>> BEGIN Extracted material

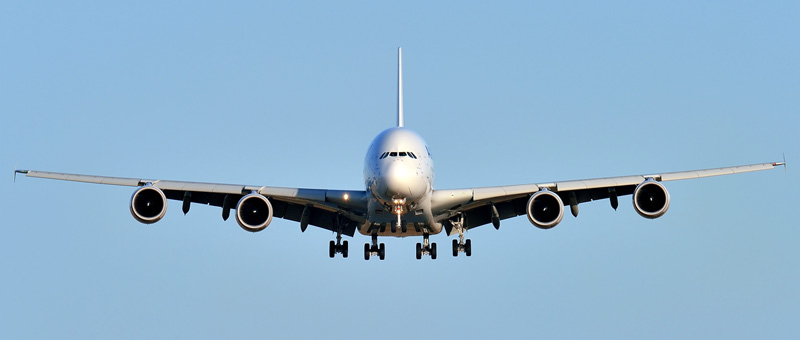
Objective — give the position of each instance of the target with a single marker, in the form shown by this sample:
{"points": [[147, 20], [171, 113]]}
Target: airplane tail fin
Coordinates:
{"points": [[399, 87]]}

>> END Extracted material

## [What you will do]
Scale the material by reproducing every line apart from the picture. Multiply each point coordinate in the answers by 2.3 and round to whole numbers, with halves going up, while leaving the requests and their format sample unchanged.

## [Correct response]
Objective — give the position of each instance of the target with a single marker, in the form shown by this sample:
{"points": [[147, 20], [171, 113]]}
Target: airplane tail fin
Coordinates:
{"points": [[918, 200]]}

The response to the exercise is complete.